▶ **Passage**:

ISO 3166 is a standard published by the International Organization for Standardization (ISO) that defines codes for the names of countries, dependent territories, special areas of geographical interest, and their principal subdivisions (e.g., provinces or states). The standard employs a code of letters and numbers to represent the name of a given geographical area in order to save time and energy when describing the area, as well as to reduce the risk of description errors. The official name of the standard is Codes for the representation of names of countries and their subdivisions.

Parts
It consists of three parts:
 ISO 3166-1, Codes for the representation of names of countries and their subdivisions – Part 1: Country codes, defines codes for the names of countries, dependent territories, and special areas of geographical interest. It defines three sets of country codes:
 ISO 3166-1 alpha-2 – two-letter country codes which are the most widely used of the three, and used most prominently for the Internet's country code top-level domains (with a few exceptions).
 ISO 3166-1 alpha-3 – three-letter country codes which allow a better visual association between the codes and the country names than the alpha-2 codes.
 ISO 3166-1 numeric – three-digit country codes which are identical to those developed and maintained by the United Nations Statistics Division, with the advantage of script (writing system) independence, and hence useful for people or systems using non-Latin scripts.
 ISO 3166-2, Codes for the representation of names of countries and their subdivisions – Part 2: Country subdivision code, defines codes for the names of the principal subdivisions (e.g., provinces, states, departments, regions) of all countries coded in ISO 3166-1.
 ISO 3166-3, Codes for the representation of names of countries and their subdivisions – Part 3: Code for formerly used names of countries, defines codes for country names which have been deleted from ISO 3166-1 since its first publication in 1974.

Editions
The first edition of ISO 3166, which included only alphabetic country codes, was published in 1974. The second edition, published in 1981, also included numeric country codes, with the third and fourth editions published in 1988 and 1993 respectively. The fifth edition, published between 1997 and 1999, was expanded into three parts to include codes for subdivisions and former countries.

ISO 3166 Maintenance Agency
The ISO 3166 standard is maintained by the ISO 3166 Maintenance Agency (ISO 3166/MA), located at the ISO central office in Geneva. Originally it was located at the Deutsches Institut für Normung (DIN) in Berlin. Its principal tasks are:
 To add and to eliminate country names and to assign code elements to them;
 To publish lists of country names and code elements;
 To maintain a reference list of all country code elements and subdivision code elements used and their period of use;
 To issue newsletters announcing changes to the code tables;
 To advise users on the application of ISO 3166.

Members
There are fifteen experts with voting rights on the ISO 3166/MA. Nine are representatives of national standards organizations:

 Association française de normalisation (AFNOR) – France
 American National Standards Institute (ANSI) – United States
 British Standards Institution (BSI) – United Kingdom
 Deutsches Institut für Normung (DIN) – Germany
 Japanese Industrial Standards Committee (JISC) - Japan
Standards Australia (SA) - Australia
Kenya Bureau of Standards (KEBS) - Kenya
 Standardization Administration of China (SAC) - China
 Swedish Standards Institute (SIS) – Sweden

The other six are representatives of major United Nations agencies or other international organizations who are all users of ISO 3166-1:

 International Atomic Energy Agency (IAEA)

▶ **Records supplied**:
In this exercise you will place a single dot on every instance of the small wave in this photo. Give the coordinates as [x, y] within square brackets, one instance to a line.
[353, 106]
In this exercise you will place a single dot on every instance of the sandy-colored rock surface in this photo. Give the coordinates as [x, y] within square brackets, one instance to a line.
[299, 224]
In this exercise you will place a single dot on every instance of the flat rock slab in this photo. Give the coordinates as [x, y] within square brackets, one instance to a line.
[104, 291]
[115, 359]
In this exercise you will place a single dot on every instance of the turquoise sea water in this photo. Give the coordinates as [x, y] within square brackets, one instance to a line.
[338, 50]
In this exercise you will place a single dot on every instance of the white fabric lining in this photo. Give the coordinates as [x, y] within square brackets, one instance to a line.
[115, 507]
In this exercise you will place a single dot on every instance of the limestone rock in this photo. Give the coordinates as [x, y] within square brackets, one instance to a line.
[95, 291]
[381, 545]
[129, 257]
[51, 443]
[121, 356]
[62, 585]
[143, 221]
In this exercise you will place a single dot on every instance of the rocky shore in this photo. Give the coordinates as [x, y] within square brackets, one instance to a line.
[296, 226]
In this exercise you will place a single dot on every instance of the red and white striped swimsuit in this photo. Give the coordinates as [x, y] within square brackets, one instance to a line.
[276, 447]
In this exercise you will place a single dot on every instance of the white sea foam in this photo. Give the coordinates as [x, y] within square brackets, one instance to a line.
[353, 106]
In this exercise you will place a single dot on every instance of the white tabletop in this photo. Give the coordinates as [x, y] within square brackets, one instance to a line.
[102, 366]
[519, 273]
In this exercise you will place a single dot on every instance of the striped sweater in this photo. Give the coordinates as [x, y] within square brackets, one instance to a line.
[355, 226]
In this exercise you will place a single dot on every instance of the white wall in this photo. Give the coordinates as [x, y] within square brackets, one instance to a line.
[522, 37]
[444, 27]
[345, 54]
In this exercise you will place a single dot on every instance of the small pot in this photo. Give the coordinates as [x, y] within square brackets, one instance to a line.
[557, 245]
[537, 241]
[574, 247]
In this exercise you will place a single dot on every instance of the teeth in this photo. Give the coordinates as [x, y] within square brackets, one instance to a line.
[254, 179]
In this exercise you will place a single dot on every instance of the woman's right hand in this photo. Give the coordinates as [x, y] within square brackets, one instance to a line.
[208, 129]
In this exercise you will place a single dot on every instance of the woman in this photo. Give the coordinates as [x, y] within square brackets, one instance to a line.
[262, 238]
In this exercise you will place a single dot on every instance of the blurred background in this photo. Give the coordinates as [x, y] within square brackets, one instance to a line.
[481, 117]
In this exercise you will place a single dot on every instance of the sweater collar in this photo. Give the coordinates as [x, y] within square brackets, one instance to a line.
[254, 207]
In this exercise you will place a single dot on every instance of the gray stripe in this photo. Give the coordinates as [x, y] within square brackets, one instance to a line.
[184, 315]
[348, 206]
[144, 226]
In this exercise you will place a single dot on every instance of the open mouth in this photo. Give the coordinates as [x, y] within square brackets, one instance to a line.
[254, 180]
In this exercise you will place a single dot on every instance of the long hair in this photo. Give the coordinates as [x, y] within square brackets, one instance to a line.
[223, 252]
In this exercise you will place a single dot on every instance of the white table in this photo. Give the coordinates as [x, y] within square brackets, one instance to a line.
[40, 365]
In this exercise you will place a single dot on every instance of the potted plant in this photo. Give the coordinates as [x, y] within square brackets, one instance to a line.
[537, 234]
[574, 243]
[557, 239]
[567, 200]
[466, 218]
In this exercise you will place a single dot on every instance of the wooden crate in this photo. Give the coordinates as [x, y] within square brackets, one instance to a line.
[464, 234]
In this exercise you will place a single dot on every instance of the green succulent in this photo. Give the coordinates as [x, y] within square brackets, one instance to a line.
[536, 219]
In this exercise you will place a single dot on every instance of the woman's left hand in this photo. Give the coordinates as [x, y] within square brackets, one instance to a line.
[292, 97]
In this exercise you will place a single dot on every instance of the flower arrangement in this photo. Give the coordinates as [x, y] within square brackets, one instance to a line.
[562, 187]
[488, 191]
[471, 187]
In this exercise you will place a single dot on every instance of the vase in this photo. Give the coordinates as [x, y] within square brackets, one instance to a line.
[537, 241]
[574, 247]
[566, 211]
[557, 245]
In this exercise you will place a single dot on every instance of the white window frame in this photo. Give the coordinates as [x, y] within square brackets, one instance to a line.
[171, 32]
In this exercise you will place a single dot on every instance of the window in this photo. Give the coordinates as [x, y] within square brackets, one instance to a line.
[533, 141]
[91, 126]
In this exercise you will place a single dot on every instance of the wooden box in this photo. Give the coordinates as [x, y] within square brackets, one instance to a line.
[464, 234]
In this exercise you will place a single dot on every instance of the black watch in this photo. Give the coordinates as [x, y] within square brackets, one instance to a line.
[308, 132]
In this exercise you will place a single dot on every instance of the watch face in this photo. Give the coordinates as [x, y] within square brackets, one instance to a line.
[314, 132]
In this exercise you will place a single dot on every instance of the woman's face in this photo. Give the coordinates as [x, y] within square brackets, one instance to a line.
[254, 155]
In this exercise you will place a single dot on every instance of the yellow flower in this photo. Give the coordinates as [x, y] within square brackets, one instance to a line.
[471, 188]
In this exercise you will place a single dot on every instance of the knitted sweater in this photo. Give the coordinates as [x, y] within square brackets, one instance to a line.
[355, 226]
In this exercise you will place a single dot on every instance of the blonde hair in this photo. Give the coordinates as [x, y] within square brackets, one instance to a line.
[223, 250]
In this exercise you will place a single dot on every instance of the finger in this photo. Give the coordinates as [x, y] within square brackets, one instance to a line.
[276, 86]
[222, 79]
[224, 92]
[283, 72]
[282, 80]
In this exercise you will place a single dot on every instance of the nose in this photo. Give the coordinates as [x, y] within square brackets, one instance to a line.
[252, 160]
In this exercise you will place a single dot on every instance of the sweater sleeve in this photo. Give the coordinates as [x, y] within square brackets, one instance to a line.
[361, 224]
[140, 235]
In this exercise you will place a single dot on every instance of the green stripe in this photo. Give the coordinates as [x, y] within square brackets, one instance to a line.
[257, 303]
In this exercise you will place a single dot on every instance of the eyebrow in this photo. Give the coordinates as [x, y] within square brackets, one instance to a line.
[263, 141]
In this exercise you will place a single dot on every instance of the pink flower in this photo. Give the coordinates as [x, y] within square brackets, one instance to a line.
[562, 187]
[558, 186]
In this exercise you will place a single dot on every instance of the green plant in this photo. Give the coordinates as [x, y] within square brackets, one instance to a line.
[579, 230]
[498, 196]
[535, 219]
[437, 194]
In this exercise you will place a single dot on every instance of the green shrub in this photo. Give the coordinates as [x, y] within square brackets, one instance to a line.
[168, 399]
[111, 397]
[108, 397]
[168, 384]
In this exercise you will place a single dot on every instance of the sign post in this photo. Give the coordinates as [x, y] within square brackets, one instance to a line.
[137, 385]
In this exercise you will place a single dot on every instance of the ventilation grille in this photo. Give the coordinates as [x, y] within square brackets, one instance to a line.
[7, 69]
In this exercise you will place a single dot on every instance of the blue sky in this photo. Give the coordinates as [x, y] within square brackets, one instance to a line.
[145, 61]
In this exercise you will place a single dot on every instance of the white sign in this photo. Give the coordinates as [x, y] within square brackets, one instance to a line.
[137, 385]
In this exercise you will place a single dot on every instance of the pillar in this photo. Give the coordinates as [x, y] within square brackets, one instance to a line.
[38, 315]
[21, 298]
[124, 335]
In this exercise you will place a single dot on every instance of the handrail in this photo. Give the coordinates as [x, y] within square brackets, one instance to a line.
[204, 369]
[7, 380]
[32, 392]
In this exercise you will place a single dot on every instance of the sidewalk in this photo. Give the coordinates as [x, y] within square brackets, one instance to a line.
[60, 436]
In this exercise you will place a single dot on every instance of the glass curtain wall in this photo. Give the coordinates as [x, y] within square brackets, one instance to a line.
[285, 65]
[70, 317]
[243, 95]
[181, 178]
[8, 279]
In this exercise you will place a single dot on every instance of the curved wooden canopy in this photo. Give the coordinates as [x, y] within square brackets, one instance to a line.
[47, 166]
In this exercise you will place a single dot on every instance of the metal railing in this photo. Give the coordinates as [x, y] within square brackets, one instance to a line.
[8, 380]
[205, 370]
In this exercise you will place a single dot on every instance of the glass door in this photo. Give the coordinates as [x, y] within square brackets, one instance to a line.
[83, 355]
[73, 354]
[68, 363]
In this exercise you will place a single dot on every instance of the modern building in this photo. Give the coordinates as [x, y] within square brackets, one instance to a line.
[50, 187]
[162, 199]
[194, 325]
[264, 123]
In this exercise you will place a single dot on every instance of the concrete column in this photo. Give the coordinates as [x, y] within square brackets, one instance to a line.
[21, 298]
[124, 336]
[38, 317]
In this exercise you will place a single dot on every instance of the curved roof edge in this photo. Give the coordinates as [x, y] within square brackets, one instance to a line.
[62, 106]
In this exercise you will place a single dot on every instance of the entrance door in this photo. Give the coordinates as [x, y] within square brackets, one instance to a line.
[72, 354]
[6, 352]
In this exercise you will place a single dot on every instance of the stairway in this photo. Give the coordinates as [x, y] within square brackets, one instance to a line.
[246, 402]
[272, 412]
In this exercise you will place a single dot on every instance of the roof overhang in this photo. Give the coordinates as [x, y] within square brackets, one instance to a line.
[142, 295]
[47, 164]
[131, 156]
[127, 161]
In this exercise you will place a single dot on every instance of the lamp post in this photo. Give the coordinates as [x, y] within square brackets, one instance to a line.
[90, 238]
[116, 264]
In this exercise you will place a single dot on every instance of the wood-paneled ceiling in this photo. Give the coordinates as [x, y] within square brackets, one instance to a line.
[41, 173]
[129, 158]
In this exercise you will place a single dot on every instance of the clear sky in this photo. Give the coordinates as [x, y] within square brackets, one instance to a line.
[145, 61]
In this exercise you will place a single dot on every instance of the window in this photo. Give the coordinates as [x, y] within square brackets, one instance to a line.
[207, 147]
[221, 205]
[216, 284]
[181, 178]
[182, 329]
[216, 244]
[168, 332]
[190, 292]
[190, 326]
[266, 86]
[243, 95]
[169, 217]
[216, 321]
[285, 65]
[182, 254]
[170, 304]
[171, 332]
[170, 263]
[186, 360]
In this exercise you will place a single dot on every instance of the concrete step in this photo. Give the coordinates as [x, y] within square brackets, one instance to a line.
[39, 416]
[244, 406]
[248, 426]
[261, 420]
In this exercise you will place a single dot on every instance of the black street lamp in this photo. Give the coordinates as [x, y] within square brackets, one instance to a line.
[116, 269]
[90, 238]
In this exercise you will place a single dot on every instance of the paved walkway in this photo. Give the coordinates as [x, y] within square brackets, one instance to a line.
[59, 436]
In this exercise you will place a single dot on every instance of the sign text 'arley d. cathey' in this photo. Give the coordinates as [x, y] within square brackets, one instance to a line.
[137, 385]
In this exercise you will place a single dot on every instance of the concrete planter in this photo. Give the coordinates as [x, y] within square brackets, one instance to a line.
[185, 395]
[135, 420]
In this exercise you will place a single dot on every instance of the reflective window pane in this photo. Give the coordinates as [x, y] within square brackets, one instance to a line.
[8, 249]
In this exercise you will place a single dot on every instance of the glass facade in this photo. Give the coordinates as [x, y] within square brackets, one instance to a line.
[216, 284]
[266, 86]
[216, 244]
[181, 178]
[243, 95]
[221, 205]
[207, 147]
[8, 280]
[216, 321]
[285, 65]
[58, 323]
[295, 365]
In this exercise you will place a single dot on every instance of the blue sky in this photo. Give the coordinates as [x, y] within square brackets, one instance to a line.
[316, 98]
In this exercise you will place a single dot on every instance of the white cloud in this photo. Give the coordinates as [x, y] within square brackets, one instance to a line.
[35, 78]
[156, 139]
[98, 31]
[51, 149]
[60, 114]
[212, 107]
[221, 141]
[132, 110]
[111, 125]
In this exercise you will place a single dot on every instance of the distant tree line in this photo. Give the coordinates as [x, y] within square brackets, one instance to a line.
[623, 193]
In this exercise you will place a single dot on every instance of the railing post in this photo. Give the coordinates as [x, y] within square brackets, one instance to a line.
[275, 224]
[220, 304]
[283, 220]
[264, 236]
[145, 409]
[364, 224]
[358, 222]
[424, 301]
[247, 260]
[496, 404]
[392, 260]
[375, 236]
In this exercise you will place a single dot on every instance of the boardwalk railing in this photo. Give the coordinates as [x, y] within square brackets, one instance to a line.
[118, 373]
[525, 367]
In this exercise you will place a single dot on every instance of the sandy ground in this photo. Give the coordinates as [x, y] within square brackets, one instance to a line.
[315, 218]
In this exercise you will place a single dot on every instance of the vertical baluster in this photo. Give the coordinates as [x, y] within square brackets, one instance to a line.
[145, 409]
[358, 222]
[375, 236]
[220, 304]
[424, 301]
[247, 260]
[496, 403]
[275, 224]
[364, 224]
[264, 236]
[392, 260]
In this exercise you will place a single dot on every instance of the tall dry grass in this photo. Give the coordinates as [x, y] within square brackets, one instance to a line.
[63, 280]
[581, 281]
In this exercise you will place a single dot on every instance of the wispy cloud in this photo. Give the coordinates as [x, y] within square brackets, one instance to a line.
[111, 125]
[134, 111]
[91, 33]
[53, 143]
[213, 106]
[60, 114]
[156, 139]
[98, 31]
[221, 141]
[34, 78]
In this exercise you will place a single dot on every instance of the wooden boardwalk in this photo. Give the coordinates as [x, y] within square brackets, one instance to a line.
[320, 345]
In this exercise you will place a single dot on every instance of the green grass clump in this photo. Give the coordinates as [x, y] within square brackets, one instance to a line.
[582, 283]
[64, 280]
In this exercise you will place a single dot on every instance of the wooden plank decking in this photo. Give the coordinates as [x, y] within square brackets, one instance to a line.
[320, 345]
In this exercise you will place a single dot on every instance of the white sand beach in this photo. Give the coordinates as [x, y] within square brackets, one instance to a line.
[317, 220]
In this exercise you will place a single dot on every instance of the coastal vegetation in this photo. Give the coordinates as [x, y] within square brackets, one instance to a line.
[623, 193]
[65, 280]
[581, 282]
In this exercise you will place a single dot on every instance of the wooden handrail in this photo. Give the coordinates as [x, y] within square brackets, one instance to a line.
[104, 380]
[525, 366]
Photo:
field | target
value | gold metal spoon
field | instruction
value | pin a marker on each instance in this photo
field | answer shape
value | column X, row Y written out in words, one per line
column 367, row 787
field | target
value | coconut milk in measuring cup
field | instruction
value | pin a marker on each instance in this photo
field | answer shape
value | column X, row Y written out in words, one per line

▶ **Short exercise**: Write out, word for word, the part of the ISO 3166 passage above that opens with the words containing "ISO 3166-1 numeric" and closes with "publication in 1974.".

▶ **Written response**:
ISO 3166-1 numeric – three-digit country codes which are identical to those developed and maintained by the United Nations Statistics Division, with the advantage of script (writing system) independence, and hence useful for people or systems using non-Latin scripts.
 ISO 3166-2, Codes for the representation of names of countries and their subdivisions – Part 2: Country subdivision code, defines codes for the names of the principal subdivisions (e.g., provinces, states, departments, regions) of all countries coded in ISO 3166-1.
 ISO 3166-3, Codes for the representation of names of countries and their subdivisions – Part 3: Code for formerly used names of countries, defines codes for country names which have been deleted from ISO 3166-1 since its first publication in 1974.